- _EXERCISE GOAL_
Could you rescale a stretch of the data below, beginning at the line that contains "of the blue" and stopping after the last line of the data? Repeat every line in that stretch, requests included, and multiply each coordinate in the answers by 1.8, rounding to whole numbers with halves rounded up.

^^^^^^^^^^^^^^^^

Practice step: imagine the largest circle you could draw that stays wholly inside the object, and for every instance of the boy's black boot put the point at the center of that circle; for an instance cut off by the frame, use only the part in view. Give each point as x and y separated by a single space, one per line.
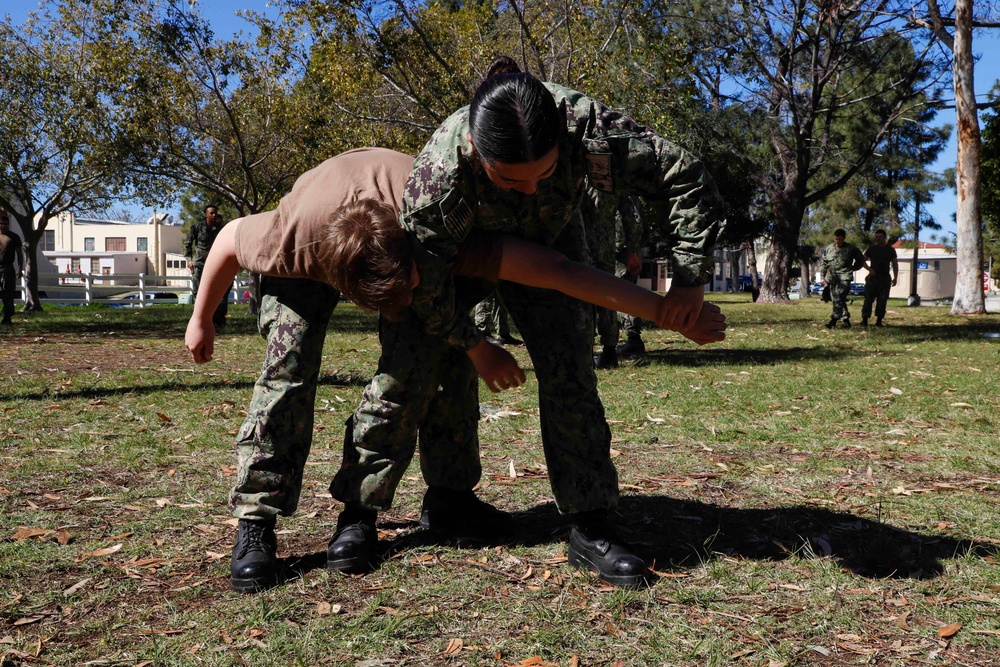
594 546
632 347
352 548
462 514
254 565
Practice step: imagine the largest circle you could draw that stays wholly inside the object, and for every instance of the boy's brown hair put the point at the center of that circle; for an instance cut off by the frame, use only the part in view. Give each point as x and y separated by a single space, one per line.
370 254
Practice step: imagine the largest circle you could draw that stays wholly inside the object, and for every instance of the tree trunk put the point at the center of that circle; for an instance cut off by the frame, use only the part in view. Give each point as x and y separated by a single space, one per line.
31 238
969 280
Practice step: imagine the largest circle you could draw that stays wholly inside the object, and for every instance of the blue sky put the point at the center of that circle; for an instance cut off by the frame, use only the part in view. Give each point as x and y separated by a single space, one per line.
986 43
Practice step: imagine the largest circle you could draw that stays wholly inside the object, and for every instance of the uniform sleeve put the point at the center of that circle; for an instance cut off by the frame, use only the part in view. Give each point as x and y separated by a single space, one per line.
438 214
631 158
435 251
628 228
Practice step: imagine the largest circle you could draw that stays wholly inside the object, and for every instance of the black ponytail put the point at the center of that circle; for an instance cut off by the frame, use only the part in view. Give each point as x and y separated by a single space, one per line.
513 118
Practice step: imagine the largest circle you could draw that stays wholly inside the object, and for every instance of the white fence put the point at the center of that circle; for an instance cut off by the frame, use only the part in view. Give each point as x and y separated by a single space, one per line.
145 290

^^^^^^^^^^^^^^^^

- _CORRECT RESPONSE_
Practice step: imagine the largest circle you could draw that stays wholly inside the object, and for every instance of the blue sky put the point at the center of that circle; for an instance cut off by the frame, use only the part in view. Give each point as x and y separated by a single space, one per line.
1775 77
Practice step: imagine the largest circle you could draw that stays wholly inside the object, and for every instance of the uniform sleeve put the point at the center of that circle; for an instance cut off by the frame, use only the part in view. Give each point as x and y separated by a single space, one per line.
788 385
1136 284
783 452
1130 410
Practice step: imagine the largest circle you could draw that stays wholly inside the object, and for every instance of the black ponytail put the point at the center of that circle; for an instance cut off by the frame, use only the part in view. Give each point as x and y separated by a single space, one per line.
923 212
Practice step: imagine the largest circle you could draw that stays wholly inside the object, and for every instance of the white fence put the point at the center of that circle; for an instance cut off by the frame, use only the part in view. Give each point as x and y separated by a single space, one per line.
261 522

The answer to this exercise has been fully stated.